> [ZITIERTER AUSZUG]:
__________________________________________________
Rechte: Krach um Sanktionen
Anfang September fand in dem schönen Städtchen Cernobbio am Comer See das jährliche Meeting des Forums Ambrosetti statt, eine vom gleichnamigen Beratungsunternehmen organisierte internationale Konferenz, die sich mit wirtschafts- und geopolitischen Fragen beschäftigt. An ihr nehmen Politiker, Funktionsträger, Wirtschaftsexperten und Unternehmensvertreter teil.
In diesem Jahr waren am letzten Tag die Leader der Parteien, die bei der Wahl am 25. September antreten, eingeladen, ihre politische Schwerpunkte vorzustellen. Neben Meloni (Fratelli d’ Italia), Letta (Partito Democratico), Tajani (Forza Italia), Conte (5Sterne) und Calenda (Azione/Terzo Polo) trat auch Salvini von der Lega auf. Und sein Auftritt hatte es in sich.
__________________________________________________
> [AUFGEFÜHRTE EINTRÄGE]:
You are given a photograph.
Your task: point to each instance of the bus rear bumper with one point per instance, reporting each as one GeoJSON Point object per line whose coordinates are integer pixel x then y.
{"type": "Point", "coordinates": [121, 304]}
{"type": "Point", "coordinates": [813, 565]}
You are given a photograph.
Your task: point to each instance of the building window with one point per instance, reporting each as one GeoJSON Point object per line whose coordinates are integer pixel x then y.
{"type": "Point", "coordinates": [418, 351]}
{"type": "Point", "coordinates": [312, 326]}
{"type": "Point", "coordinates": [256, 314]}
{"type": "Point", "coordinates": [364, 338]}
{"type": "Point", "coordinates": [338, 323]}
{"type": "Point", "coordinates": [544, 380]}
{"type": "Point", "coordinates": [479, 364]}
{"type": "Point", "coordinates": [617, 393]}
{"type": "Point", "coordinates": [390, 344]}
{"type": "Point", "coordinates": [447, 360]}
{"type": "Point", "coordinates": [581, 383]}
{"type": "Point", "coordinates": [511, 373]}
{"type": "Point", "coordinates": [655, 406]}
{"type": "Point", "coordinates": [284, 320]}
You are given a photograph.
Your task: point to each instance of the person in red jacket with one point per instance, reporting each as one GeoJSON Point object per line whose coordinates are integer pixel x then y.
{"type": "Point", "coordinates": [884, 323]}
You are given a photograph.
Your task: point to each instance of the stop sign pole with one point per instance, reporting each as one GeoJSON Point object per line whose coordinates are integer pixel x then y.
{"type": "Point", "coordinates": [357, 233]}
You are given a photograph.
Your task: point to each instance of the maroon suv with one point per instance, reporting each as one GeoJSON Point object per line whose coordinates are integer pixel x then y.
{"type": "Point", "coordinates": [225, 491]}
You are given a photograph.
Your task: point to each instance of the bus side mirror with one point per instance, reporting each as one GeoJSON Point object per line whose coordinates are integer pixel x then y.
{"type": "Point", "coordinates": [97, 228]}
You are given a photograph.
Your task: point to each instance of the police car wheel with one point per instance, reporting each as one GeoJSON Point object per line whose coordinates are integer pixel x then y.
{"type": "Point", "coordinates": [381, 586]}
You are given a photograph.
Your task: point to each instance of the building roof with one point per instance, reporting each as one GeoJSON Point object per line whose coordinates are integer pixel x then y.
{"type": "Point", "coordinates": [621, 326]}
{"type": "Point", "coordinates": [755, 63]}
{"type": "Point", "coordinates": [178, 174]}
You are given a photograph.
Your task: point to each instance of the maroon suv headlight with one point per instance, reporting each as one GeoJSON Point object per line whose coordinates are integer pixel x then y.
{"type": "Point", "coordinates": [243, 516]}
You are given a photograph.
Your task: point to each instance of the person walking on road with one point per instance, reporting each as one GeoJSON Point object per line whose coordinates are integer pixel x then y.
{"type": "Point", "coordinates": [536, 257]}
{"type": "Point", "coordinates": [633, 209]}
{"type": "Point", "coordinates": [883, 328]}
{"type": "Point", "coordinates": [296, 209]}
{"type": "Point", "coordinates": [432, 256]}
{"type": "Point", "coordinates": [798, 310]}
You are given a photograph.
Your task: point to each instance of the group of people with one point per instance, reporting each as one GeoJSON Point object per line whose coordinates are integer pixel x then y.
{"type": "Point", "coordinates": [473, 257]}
__________________________________________________
> [AUFGABEN]:
- a) Wo fand laut dem Auszug das jährliche Meeting des Forums Ambrosetti statt?
- b) Wähle jede Zeile der Einträge aus, in der das Wort "maroon" vorkommt.
Der Auszug und die Einträge haben nichts miteinander zu tun.

> [LÖSUNGEN]:
- a) Im Städtchen Cernobbio am Comer See.

- b)
Your task: point to each instance of the maroon suv with one point per instance, reporting each as one GeoJSON Point object per line whose coordinates are integer pixel x then y.
Your task: point to each instance of the maroon suv headlight with one point per instance, reporting each as one GeoJSON Point object per line whose coordinates are integer pixel x then y.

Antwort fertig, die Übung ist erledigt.